------ GIVEN TEXT ------
Friday, January 23, 2015

Is their a link between autism and lyme disease? No.

Some patients have asked about a link between autism and lyme disease. There does not appear to be a significant link. - JR



Autism-Lyme 


Correlation Debunked



Researchers find zero evidence for Lyme-induced autism.


WIKIMEDIA, SCOTT BAUER, USDA

The hypothesized link between autism and Lyme disease loses ground with a new study that found no evidence of an infection in patients with the social development disorder. The results, published today (April 30) in the Journal of the American Medical Association, imply that antibiotics against the Lyme disease pathogen—a popular new strategy for autism—will not ameliorate most patients’ symptoms.


“The data don’t address whether a single case of autism was ever caused by Lyme disease, but it rules out the suggestion that it does so with any frequency,” said Armin Alaedini, an immunologist at Columbia University Medical Center in New York and an author on the study. “I think that for me, this is the end of looking into the link between autism and Lyme.”  


In recent years, some doctors have anecdotally noted that many of their autism patients have Lyme disease. Two small studies listed in a booklet from a 2007 meeting of the Lyme-Induced Autism Foundation, a Corona, California-based organization that advocates an “eclectic healing approach,” reported that 1 in 5 autistic patients had the tick-borne disease. Websites on the topic now put that number closer to 9 out of 10. These statistics, however, have not been peer-reviewed. Nonetheless, some doctors prescribe antibiotics to autistic children and say the therapy quells their symptoms.


To systematically assess the prevalence of Lyme disease among people with autism, Armin Alaedini, an immunologist at Columbia University Medical Center in New York, and his colleagues analyzed blood samples from 120 children and teens: 70 participants had autism, and 50 served as healthy controls. Alaedini looked for antibodies against the bacterium underlying Lyme, Borrelia burgdorferi, and found that not a single participant tested positive for the infection.


“This means that you wouldn’t see 20 percent of children with autism getting their disease from Lyme,” Alaedini said. He entered into the study objectively, he said, wanting to explore a correlation that had gained traction among doctors and the public. “Autism has become a hot topic, and a lot of people are publishing findings that are bogus but still alarm parents.”


M. Ajamian et al., “Serologic markers of Lyme disease in children with autism,” Journal of the American Medical Association, 309: 1771-72, 2013.
------ SOURCE MATERIAL ------
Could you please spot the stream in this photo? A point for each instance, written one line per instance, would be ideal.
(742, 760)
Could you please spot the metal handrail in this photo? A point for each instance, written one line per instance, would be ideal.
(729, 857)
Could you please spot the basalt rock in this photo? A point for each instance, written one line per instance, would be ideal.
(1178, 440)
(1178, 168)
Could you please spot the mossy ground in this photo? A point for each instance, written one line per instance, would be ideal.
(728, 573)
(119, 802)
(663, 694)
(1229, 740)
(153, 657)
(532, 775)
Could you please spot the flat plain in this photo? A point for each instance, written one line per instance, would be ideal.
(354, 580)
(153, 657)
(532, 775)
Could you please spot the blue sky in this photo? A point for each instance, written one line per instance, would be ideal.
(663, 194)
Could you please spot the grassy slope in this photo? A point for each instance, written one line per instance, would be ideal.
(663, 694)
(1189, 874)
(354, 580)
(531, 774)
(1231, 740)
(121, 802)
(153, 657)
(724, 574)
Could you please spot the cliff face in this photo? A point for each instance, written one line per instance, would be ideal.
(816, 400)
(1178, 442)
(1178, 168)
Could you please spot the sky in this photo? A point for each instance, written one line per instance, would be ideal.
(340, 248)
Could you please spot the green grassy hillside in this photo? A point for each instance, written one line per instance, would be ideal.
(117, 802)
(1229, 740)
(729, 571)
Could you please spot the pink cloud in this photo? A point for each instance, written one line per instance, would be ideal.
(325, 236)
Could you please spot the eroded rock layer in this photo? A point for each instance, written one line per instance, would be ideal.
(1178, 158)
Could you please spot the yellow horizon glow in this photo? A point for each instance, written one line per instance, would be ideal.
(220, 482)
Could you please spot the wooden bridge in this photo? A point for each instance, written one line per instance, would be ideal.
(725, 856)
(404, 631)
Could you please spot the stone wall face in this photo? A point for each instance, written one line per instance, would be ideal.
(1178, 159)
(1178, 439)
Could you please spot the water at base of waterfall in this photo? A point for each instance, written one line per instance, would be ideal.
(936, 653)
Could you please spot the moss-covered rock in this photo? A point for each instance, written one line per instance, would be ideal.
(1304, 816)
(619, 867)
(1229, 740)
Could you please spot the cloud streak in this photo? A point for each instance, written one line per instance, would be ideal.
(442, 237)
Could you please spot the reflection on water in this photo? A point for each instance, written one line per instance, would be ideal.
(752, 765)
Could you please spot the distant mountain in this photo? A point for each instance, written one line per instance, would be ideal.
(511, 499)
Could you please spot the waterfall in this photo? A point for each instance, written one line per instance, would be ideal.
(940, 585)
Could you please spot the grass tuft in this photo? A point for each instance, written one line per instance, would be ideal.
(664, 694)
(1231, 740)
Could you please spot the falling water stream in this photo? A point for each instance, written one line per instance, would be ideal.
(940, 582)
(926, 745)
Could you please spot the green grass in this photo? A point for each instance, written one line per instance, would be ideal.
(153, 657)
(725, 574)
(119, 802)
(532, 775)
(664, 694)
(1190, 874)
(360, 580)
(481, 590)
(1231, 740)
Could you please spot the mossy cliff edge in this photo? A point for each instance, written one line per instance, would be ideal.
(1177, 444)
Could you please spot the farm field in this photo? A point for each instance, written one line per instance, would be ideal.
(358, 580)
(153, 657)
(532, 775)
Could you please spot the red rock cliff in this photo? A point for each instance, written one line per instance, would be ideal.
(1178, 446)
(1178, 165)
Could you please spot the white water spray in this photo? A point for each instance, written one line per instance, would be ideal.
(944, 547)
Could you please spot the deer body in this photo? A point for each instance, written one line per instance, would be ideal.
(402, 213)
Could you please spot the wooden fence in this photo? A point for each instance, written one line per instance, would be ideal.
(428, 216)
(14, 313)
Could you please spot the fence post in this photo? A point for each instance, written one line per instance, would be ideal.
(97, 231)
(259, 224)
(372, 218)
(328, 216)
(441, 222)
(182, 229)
------
Could you return, word for word, the part of the autism and Lyme disease text that opens with the words containing "In recent years, some" and closes with "quells their symptoms."?

_EXERCISE OUTPUT_.
In recent years, some doctors have anecdotally noted that many of their autism patients have Lyme disease. Two small studies listed in a booklet from a 2007 meeting of the Lyme-Induced Autism Foundation, a Corona, California-based organization that advocates an “eclectic healing approach,” reported that 1 in 5 autistic patients had the tick-borne disease. Websites on the topic now put that number closer to 9 out of 10. These statistics, however, have not been peer-reviewed. Nonetheless, some doctors prescribe antibiotics to autistic children and say the therapy quells their symptoms.